Sikap Rasulullah saw yang demikian jika bukan karena dilandasi rasa cinta kasih maka bagaimana mungkin hal itu terjadi. Normalnya, jika seseorang sedang dihina dan disakiti lalu kemudian ada seseorang yang memiliki kekuasaan menawarkan bantuan untuk membalaskan dendam untuknya maka pastilah dengan senang hati akan diterimanya. Namun, tidak dengan Rasulullah, beliau percaya bahwa kekerasan sikap hanyalah akan membuat ummat akan menjauh dari ajakan kebenaran. Sebagaimana digariskan oleh Allah swt :
فَبِمَا رَحۡمَةٖ مِّنَ ٱللَّهِ لِنتَ لَهُمۡۖ وَلَوۡ كُنتَ فَظًّا غَلِيظَ ٱلۡقَلۡبِ لَٱنفَضُّواْ مِنۡ حَوۡلِكَۖ فَٱعۡفُ عَنۡهُمۡ وَٱسۡتَغۡفِرۡ لَهُمۡ وَشَاوِرۡهُمۡ فِي ٱلۡأَمۡرِۖ فَإِذَا عَزَمۡتَ فَتَوَكَّلۡ عَلَى ٱللَّهِۚ إِنَّ ٱللَّهَ يُحِبُّ ٱلۡمُتَوَكِّلِينَ
Maka berkat rahmat Allah engkau (Muhammad) berlaku lemah lembut terhadap mereka. Sekiranya engkau bersikap keras dan berhati kasar, tentulah mereka menjauhkan diri dari sekitarmu. Karena itu maafkanlah mereka dan mohonkanlah ampunan untuk mereka, dan bermusyawarahlah dengan mereka dalam urusan itu. Kemudian, apabila engkau telah membulatkan tekad, maka bertawakallah kepada Allah. Sungguh, Allah mencintai orang yang bertawakal. (QS Ali ‘Imran : 159)
Inilah agama kasih sayang. Seluruh ajarannya dimaksudkan untuk mewujudkan rasa kasih sayang dan tujuan akhirnya berujung pada kasih sayang pula. Bahkan pada aturan allah yang sangat keras sekalipun seperti di hukum qishash allah masih tetap meletakkan nilai kasih sayang sebagai tujuan utama dari penetapan hukum qishash tersebut. Sebagaimana firman Allah :
وَلَكُمۡ فِي ٱلۡقِصَاصِ حَيَوٰةٞ يَٰٓأُوْلِي ٱلۡأَلۡبَٰبِ لَعَلَّكُمۡ تَتَّقُونَ
Dan dalam qisas itu ada (jaminan) kehidupan bagimu, wahai orang-orang yang berakal, agar kamu bertakwa. (Qs. Al-Baqarah : 179)

● ● ●

Bisakah Anda melanjutkan kutipan tentang kasih sayang dalam ajaran Islam ini mulai setelah kalimat terakhirnya? Data yang menyertai kutipan ini sama sekali tidak berhubungan dengan isinya.

Entri set data:
● ● ●

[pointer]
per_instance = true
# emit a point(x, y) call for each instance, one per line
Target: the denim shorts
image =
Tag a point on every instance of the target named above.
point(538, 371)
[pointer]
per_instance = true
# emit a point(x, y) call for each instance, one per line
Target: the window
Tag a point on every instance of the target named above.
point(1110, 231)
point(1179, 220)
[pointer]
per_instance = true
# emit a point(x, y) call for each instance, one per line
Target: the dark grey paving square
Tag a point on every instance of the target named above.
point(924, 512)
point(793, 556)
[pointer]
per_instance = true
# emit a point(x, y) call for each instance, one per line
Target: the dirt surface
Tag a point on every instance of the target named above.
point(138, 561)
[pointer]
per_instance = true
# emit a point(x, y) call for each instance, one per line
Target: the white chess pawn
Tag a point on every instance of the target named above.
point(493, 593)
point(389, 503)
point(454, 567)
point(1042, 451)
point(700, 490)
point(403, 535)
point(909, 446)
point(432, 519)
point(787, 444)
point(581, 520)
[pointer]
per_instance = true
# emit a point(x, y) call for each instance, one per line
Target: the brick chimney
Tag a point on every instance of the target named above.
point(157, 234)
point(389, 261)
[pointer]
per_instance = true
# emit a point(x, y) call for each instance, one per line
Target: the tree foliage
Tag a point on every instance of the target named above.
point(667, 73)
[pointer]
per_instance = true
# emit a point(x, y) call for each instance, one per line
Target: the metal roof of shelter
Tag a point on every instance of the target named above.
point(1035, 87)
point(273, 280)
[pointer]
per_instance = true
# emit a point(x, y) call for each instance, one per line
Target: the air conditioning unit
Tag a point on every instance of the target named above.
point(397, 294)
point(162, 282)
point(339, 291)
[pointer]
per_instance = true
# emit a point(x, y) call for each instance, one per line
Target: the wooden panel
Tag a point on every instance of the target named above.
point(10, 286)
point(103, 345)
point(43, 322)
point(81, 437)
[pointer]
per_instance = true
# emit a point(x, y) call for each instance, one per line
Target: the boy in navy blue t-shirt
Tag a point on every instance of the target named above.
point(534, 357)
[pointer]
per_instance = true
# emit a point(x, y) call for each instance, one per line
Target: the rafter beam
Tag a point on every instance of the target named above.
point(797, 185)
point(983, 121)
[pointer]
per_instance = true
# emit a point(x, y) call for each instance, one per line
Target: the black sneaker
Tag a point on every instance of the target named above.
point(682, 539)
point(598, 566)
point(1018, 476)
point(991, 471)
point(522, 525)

● ● ●

▸ **Hasil Latihan**:
Qisas hukun dibunuh bagi pembunuh. Bagaimana mungkin dikatakan ada kehidupan dalam hukum balasan pembunuhan terhadap pembunuh ? Sementara menurut sebagian kalangan hal demikian adalah melanggar HAM? . Namun disinilah keunggulan islam, bahwa dengan diterapkan hukum qisas (dibunuhnya pembunuh) maka tidak ada lagi upaya balas dendam dari keluarga korban sehingga kehidupan selanjutnya akan berjalan normal kembali, dengan demikian tetap terwujudlah subsrnasi rasa kasih sayang dan cinta di kalangan manusia.
Demikianlah islam menegakkan nilai-nilai kasih sayang dan cinta kasih dalam setiap aspek ajarannya.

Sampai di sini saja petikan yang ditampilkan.